| Assignment |
From the entries that follow, reproduce exactly and only the lines from the line with "One point lands on each instance of the hillside" to the line with "Annotation task: tag one point per instance of the metal", endpoints included.

| Information |
────────────────

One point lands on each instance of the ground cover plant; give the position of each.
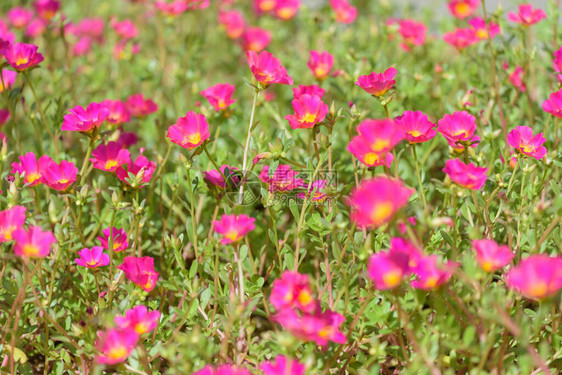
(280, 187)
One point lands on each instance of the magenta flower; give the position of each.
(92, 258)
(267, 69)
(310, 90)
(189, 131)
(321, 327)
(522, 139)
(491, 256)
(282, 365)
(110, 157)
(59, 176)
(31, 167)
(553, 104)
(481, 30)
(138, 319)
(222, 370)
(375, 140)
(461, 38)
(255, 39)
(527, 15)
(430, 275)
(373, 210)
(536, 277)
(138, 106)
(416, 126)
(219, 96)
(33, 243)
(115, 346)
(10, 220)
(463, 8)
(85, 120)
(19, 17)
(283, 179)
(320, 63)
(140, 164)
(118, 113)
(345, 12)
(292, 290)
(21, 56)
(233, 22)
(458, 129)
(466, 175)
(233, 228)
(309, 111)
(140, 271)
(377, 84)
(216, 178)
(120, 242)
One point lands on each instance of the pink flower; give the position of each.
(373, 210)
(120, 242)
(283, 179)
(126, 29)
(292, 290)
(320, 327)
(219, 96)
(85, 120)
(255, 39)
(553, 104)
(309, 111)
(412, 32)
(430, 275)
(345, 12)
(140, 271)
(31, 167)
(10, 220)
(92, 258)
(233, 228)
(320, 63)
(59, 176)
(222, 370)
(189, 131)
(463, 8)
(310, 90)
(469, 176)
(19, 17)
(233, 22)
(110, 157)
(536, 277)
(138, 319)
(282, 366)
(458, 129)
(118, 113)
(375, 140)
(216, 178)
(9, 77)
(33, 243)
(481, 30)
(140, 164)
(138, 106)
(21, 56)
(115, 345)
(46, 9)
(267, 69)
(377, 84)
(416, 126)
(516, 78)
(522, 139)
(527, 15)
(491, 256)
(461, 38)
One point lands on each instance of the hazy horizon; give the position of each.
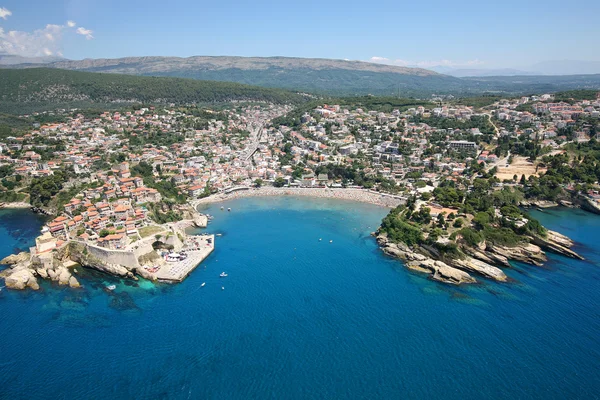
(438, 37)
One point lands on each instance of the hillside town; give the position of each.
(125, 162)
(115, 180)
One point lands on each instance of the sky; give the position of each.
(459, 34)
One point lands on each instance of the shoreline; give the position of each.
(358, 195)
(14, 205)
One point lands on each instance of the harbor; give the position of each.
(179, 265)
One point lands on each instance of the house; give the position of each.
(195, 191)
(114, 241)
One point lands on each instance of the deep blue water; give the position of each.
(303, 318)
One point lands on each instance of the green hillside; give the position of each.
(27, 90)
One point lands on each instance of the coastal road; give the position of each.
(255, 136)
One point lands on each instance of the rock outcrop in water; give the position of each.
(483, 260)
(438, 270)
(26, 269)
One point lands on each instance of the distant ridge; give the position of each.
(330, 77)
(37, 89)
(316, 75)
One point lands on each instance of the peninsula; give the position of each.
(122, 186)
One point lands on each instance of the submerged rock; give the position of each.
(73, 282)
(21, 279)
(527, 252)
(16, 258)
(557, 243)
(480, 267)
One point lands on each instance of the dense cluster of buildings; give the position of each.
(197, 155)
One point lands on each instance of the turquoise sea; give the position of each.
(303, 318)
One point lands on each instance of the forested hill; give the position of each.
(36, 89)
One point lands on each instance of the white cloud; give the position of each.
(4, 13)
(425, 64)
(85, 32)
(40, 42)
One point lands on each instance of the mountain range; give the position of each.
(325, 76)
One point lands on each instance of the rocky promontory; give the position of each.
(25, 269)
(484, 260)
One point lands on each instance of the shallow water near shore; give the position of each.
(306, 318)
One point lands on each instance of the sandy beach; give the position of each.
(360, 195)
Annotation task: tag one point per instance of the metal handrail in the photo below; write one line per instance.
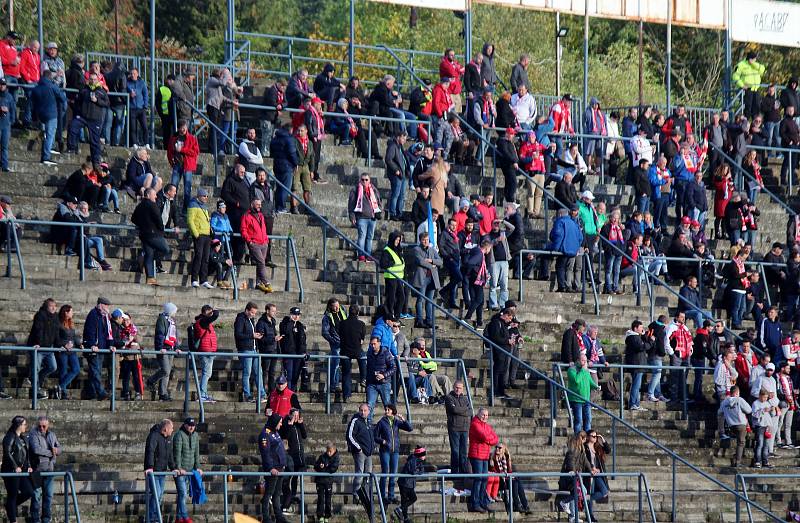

────────────────

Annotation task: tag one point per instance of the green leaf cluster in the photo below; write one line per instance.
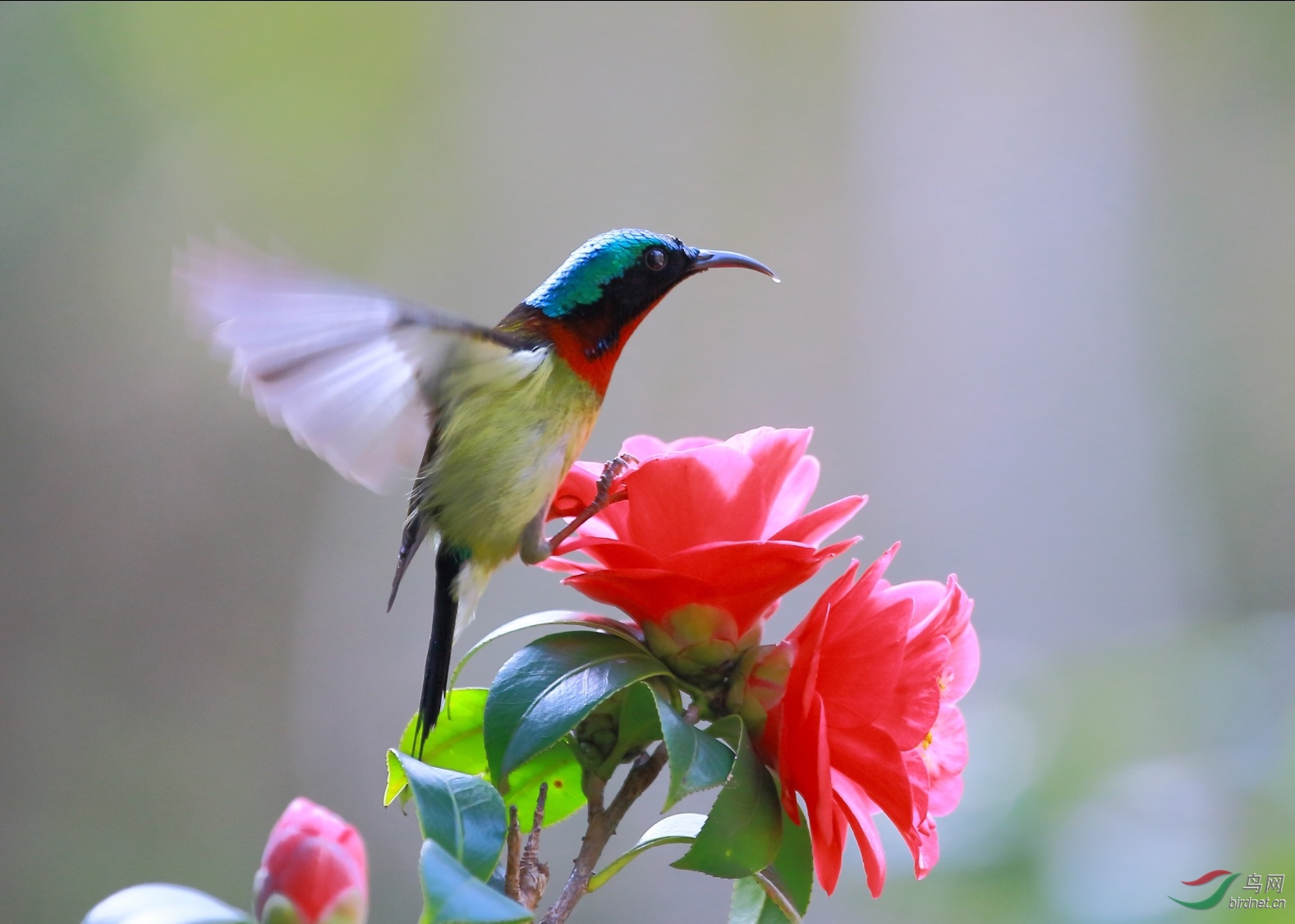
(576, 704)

────────────────

| Expected output |
One point lands on each instance of the hillside town; give the position of each.
(125, 162)
(115, 180)
One point lands on each instance of the sky; give the position of each.
(459, 34)
One point lands on each instance of the shoreline; give the position of each.
(358, 195)
(14, 205)
One point lands on each instance of the harbor; give the position of each.
(179, 265)
One point lands on each instance of the house; give the position of each.
(195, 191)
(114, 241)
One point lands on each instance of the deep blue water; give the position of each.
(303, 318)
One point lands on each instance of the green hillside; give the position of each.
(27, 90)
One point lands on each instance of the coastal road; give the position of each.
(255, 136)
One point lands on each instance of the rock outcrop in water; give the position of each.
(483, 260)
(438, 270)
(26, 269)
One point lands on each instance of the distant ridge; give the position of each.
(330, 77)
(37, 89)
(316, 75)
One point lands on each instance of the peninsula; give the position of each.
(122, 186)
One point lands on each instance of the submerged rock; give the position of each.
(73, 282)
(21, 279)
(527, 252)
(16, 258)
(557, 243)
(480, 267)
One point lands on each instance of the dense cluster of buildings; give the position of each.
(197, 155)
One point lands on each instance of the turquoise sea; give the position of each.
(303, 318)
One point lands on each instance of the forested hill; give the position of each.
(36, 89)
One point lands on each instance of the white cloud; give the position of each.
(4, 13)
(425, 64)
(85, 32)
(40, 42)
One point lands on each instance of the mountain range; give the position of each.
(325, 76)
One point lands on each instance of the rocky promontory; give the position of each.
(25, 269)
(484, 260)
One point lands on each instance of the shallow water near shore; give the position of each.
(306, 318)
One point lands on each instance of the sandy beach; give the position of each.
(360, 195)
Annotation task: tag one point per instance of the metal handrail in the photo below; write one line per instance.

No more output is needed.